Location-labeling records:
- - - - -

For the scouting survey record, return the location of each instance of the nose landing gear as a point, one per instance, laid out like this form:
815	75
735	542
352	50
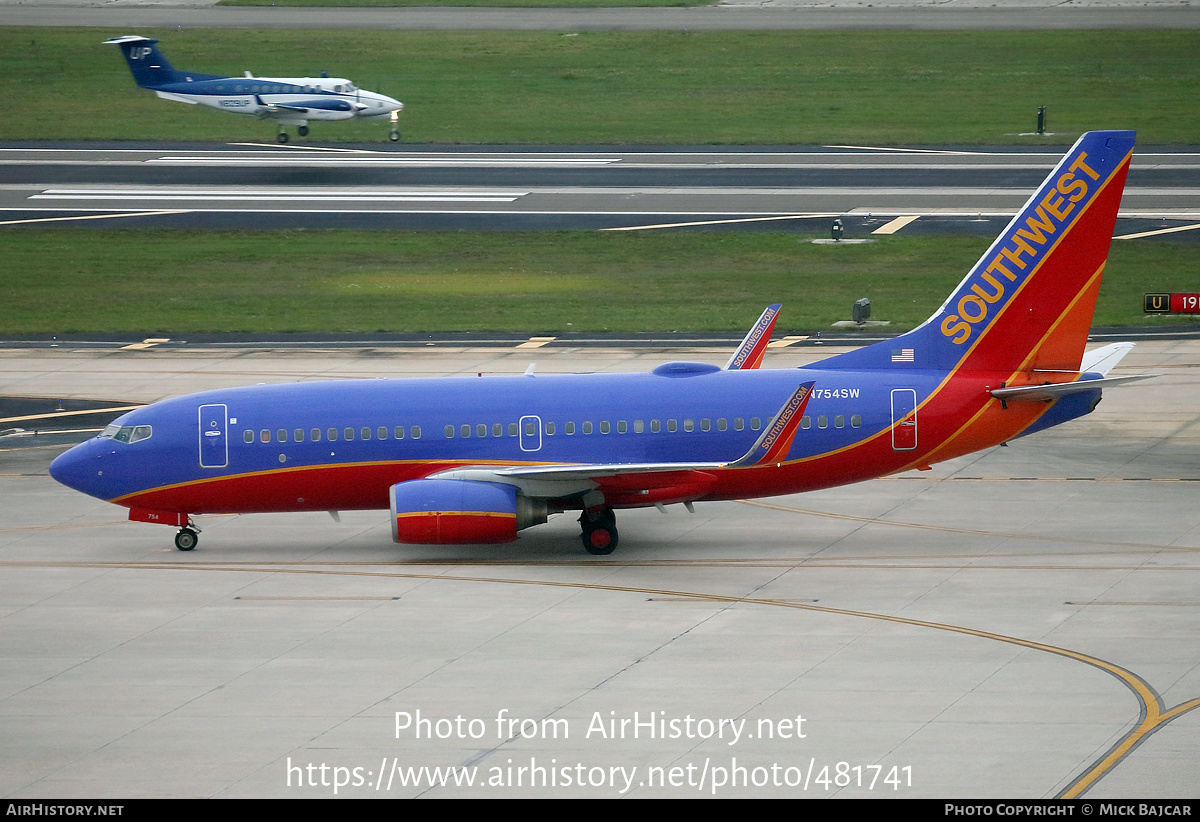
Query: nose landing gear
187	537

- - - - -

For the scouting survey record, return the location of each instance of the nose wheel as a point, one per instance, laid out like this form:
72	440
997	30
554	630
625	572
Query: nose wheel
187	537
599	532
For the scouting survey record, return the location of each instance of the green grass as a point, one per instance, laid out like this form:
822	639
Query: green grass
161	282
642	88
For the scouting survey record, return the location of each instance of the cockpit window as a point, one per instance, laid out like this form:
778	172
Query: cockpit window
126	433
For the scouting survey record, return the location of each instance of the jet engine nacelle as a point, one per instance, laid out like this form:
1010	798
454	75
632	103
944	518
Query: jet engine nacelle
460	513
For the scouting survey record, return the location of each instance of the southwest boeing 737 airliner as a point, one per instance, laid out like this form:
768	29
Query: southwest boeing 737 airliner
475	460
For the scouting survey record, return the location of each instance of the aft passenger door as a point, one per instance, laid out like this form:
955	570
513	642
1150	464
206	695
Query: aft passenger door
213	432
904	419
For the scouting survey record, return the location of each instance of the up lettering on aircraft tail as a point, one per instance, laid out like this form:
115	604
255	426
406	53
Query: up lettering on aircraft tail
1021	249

- - - - -

Extract each line of the items that contains the string "southwest". Matching is case-sensitive.

== SOLUTION FOR THIS TASK ==
For the scouting survey record, return the location of each instance of the southwest boeing 737 airliner as a point, one per instance, laid out like this form:
Query: southwest boeing 737 airliner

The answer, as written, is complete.